▶ [What needs to be done]:
Pull out every line in the listing below that contains the word "dessert". Copy each line in full.

▶ [Items]:
>>>>
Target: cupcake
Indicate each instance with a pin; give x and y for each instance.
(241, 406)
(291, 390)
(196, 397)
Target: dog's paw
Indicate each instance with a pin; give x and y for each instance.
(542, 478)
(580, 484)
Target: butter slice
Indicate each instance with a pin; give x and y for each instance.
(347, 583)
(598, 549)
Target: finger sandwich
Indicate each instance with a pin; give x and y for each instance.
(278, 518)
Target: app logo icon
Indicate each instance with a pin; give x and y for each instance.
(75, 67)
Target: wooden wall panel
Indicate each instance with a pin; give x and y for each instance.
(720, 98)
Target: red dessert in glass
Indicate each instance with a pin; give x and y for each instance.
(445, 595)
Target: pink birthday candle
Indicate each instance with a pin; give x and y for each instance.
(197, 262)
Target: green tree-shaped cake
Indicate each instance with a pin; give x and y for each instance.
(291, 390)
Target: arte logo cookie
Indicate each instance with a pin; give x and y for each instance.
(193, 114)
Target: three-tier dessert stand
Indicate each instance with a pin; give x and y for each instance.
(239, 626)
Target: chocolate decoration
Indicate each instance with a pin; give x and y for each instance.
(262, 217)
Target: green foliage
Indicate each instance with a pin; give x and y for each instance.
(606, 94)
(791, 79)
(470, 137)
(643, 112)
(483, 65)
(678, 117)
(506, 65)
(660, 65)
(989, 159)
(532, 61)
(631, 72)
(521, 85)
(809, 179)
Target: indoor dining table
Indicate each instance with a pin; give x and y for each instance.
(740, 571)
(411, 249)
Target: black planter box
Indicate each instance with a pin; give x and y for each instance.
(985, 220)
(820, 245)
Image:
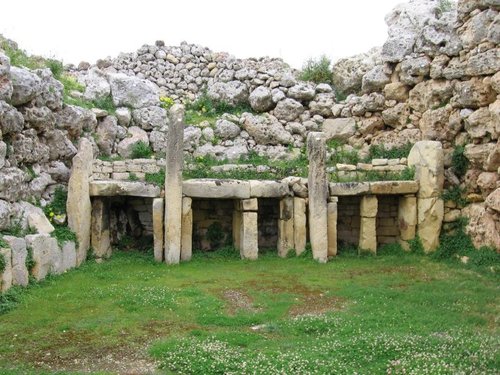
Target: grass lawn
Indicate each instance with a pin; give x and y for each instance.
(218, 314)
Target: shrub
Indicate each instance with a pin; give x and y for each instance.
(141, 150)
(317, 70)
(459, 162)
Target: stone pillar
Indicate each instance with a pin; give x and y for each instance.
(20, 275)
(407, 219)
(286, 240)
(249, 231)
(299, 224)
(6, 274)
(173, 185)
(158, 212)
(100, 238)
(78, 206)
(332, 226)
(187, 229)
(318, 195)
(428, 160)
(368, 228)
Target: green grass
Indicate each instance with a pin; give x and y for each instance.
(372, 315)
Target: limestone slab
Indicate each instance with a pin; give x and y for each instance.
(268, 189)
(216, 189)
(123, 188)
<<<<
>>>>
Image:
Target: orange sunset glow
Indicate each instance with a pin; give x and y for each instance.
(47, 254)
<<<<
▶ [Task answer]:
Target: red dessert in glass
Target: three-tier dessert stand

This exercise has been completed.